◆ Goal of the exercise
Each line in the listing below that holds "surface" should be counted; reply with that number only.

◆ Entries shown
================================

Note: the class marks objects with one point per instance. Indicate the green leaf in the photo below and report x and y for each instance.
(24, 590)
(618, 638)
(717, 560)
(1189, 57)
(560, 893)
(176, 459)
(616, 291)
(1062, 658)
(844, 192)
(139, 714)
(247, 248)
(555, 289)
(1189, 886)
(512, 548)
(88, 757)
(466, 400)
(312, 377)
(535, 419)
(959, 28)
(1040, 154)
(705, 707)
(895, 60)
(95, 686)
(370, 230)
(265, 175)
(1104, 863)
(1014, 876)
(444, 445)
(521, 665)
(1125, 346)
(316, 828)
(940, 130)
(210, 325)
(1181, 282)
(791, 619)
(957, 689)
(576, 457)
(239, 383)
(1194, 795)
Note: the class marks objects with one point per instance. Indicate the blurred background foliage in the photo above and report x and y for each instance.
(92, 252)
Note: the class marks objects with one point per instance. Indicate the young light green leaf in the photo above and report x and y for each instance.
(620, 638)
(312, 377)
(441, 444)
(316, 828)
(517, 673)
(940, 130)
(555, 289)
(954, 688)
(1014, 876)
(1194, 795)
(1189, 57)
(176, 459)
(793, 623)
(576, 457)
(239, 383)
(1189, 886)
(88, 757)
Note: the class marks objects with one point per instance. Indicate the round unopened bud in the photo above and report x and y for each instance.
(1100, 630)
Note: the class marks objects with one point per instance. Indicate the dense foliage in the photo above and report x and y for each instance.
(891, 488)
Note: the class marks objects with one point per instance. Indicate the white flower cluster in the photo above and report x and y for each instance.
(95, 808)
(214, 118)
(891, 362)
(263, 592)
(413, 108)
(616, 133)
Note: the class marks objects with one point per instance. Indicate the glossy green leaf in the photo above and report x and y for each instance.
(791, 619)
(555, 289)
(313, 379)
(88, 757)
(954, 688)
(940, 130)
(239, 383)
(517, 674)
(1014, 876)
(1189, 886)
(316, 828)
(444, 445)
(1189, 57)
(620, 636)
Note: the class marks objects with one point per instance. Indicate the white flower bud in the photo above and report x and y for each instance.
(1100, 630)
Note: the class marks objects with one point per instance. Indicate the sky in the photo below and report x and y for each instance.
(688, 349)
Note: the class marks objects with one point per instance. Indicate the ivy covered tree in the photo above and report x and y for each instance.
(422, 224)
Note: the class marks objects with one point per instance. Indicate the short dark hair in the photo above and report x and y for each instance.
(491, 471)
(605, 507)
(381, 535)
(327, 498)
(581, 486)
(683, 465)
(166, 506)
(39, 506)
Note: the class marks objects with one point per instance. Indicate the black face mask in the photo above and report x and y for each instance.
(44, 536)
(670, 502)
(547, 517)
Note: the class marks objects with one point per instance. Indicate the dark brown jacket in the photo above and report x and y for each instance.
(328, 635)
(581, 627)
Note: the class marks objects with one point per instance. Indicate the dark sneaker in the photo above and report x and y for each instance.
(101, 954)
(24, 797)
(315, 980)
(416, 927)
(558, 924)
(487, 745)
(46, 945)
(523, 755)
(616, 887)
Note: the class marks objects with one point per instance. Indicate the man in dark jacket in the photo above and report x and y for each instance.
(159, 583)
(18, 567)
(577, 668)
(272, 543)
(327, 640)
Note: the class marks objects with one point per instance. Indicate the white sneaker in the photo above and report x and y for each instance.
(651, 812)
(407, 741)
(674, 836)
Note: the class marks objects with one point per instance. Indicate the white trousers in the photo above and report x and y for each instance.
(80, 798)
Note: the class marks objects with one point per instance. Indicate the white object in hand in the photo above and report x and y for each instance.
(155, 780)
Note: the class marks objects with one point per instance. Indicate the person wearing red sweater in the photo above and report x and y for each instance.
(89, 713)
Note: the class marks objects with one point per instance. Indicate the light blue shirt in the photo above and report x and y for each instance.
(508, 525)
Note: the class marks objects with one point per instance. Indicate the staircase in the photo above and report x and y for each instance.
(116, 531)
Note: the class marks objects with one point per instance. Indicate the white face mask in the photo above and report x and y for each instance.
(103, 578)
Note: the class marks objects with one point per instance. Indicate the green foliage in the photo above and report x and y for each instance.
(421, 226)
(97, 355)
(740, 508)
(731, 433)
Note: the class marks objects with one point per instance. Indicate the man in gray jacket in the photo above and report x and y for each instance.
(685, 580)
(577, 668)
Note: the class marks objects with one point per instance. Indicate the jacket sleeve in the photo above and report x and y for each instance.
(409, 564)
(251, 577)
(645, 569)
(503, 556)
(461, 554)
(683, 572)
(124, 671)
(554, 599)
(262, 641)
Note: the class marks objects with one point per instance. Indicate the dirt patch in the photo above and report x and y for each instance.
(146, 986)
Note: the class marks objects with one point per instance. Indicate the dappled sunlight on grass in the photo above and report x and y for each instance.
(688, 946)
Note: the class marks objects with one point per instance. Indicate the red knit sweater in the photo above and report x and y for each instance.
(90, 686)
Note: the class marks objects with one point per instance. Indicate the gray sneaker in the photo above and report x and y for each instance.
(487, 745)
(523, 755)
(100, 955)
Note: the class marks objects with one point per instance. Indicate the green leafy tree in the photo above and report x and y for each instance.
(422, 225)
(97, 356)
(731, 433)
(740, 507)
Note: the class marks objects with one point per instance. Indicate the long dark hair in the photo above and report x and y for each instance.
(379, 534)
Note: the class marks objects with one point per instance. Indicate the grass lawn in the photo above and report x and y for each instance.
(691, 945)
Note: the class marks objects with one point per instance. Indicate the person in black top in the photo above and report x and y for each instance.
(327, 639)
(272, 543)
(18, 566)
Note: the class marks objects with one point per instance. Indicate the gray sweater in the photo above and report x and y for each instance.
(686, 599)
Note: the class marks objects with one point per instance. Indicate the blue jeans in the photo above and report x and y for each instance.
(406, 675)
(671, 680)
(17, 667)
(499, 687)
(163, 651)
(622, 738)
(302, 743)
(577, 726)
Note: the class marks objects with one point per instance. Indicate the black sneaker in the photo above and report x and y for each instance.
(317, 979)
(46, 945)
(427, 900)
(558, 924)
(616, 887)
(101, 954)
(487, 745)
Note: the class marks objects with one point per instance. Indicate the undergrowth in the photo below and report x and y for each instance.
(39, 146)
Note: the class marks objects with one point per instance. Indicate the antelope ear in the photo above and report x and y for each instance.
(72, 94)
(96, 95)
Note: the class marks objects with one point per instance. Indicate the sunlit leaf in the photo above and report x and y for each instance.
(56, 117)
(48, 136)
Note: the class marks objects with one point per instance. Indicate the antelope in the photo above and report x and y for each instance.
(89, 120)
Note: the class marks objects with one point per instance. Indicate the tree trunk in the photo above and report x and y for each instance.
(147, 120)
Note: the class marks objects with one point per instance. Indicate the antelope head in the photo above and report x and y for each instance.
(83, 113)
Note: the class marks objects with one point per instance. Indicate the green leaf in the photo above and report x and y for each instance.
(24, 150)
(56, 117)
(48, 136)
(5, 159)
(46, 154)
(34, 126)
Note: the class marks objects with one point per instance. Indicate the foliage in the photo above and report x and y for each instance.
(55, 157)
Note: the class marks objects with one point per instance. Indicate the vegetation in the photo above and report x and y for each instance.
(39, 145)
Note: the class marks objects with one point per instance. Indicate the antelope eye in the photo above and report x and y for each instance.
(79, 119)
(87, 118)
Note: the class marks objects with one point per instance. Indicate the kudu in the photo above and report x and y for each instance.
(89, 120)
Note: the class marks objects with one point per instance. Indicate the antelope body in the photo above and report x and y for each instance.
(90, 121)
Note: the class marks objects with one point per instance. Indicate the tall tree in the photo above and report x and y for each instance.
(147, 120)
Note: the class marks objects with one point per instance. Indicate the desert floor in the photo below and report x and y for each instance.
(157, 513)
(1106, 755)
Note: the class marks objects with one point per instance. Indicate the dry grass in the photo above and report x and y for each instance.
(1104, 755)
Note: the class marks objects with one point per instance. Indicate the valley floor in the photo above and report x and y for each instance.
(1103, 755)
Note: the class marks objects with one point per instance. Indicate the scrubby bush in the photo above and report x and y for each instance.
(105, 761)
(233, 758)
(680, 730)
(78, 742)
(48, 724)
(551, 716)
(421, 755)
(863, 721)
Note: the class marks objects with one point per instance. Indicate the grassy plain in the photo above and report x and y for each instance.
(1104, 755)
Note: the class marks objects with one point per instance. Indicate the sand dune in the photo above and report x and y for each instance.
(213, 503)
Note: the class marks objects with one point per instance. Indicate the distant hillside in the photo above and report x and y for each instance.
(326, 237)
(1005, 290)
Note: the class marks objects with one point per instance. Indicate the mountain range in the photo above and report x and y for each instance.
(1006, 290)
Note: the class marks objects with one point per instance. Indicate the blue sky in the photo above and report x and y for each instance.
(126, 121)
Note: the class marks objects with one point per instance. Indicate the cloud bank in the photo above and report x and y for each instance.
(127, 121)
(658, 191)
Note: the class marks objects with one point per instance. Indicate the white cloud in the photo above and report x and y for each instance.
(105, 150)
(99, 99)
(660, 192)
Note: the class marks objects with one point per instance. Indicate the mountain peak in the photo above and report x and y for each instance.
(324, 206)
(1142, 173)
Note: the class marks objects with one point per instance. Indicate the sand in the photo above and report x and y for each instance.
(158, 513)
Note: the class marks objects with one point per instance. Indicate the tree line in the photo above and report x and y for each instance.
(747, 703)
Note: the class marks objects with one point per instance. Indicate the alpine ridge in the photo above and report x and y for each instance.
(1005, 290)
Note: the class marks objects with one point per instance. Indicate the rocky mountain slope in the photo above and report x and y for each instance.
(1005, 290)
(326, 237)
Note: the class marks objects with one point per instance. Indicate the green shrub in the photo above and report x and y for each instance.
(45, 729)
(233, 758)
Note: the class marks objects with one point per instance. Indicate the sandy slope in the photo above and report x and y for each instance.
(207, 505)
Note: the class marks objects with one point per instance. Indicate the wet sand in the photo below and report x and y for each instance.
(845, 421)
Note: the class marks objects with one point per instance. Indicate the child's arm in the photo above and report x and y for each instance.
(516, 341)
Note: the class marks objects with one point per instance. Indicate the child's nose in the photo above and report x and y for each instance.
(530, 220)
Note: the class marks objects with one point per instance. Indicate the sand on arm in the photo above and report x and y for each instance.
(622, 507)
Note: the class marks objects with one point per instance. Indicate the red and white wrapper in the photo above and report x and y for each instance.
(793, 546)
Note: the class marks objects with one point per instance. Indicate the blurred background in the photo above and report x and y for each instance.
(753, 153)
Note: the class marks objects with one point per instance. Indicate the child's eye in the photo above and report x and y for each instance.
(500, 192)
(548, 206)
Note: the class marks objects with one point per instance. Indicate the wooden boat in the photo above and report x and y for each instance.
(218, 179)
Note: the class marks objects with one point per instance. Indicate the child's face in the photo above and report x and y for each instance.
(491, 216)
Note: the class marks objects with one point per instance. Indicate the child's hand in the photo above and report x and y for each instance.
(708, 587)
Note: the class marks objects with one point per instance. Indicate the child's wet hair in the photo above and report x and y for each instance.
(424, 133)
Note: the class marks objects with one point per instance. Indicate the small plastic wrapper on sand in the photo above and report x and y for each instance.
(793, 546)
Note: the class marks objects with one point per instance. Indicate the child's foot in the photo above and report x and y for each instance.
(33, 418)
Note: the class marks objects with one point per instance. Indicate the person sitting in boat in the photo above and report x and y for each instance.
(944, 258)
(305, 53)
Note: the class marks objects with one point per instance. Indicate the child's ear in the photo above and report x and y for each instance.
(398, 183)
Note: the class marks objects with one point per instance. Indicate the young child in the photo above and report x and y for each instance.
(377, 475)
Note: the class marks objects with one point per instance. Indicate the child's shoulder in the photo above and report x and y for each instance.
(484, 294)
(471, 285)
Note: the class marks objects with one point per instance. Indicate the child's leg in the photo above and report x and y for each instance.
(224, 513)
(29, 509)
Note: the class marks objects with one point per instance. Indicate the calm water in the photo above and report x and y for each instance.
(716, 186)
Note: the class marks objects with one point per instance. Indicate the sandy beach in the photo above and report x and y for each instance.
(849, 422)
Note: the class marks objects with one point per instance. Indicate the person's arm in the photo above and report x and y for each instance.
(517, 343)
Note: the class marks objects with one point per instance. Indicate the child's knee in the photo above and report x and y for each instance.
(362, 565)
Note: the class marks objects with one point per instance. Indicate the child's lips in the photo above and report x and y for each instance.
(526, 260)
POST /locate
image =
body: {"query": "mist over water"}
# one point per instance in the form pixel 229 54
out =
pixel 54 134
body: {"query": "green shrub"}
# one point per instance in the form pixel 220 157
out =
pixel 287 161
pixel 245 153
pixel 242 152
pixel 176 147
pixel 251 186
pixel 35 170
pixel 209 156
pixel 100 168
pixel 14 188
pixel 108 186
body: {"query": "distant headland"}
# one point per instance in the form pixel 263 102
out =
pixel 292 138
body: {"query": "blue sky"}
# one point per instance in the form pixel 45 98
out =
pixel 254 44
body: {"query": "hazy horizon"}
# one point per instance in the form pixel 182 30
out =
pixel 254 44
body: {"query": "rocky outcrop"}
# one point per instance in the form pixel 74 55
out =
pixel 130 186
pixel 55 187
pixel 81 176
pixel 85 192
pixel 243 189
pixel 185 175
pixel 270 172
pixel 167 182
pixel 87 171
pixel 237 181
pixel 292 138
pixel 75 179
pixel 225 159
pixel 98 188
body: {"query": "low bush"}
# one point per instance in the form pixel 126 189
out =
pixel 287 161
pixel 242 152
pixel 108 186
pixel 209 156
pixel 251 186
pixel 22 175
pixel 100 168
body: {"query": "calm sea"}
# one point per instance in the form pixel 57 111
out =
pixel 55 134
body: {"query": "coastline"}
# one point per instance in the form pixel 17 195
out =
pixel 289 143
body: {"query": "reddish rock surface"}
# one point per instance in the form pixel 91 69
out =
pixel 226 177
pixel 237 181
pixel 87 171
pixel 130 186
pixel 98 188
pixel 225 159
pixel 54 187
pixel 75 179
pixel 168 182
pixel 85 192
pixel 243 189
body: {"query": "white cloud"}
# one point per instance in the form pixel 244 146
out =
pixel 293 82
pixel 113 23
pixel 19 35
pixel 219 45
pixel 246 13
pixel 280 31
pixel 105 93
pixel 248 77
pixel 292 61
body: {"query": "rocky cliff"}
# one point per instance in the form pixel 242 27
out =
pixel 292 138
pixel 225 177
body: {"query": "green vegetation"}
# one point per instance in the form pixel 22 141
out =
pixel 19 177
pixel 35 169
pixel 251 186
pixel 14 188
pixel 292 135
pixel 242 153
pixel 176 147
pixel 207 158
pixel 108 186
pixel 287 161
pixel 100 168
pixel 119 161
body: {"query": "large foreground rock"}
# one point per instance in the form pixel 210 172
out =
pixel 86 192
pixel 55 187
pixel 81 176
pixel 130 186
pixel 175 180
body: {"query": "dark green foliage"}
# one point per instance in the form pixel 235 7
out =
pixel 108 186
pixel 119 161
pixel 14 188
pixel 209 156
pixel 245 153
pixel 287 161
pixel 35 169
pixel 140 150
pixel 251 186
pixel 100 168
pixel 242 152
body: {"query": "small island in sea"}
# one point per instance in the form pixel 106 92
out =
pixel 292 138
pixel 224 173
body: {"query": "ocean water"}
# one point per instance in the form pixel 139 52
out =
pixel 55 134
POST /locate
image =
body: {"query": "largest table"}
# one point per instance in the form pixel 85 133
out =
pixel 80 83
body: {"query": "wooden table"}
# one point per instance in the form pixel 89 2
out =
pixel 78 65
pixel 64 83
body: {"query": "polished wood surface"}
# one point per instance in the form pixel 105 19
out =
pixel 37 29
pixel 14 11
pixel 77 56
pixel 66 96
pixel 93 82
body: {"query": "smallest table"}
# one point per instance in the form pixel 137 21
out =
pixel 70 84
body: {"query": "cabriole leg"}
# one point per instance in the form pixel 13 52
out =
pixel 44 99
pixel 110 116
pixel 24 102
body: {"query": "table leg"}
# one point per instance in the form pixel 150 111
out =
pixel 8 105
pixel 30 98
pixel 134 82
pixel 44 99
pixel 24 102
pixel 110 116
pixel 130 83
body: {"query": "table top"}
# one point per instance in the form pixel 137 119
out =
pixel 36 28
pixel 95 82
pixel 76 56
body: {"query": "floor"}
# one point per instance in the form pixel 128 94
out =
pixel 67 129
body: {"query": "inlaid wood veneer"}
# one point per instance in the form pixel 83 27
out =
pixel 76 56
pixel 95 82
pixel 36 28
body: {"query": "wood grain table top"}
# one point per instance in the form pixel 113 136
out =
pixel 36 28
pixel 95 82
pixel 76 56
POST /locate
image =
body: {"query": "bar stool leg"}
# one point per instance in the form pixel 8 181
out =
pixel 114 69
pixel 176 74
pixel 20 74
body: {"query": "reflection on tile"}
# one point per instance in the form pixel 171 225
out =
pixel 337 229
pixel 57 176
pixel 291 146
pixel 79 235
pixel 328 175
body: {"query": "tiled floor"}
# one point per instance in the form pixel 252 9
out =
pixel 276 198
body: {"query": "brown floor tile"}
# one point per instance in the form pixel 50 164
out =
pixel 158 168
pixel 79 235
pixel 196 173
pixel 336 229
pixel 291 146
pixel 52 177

================================

◆ Result of this exercise
2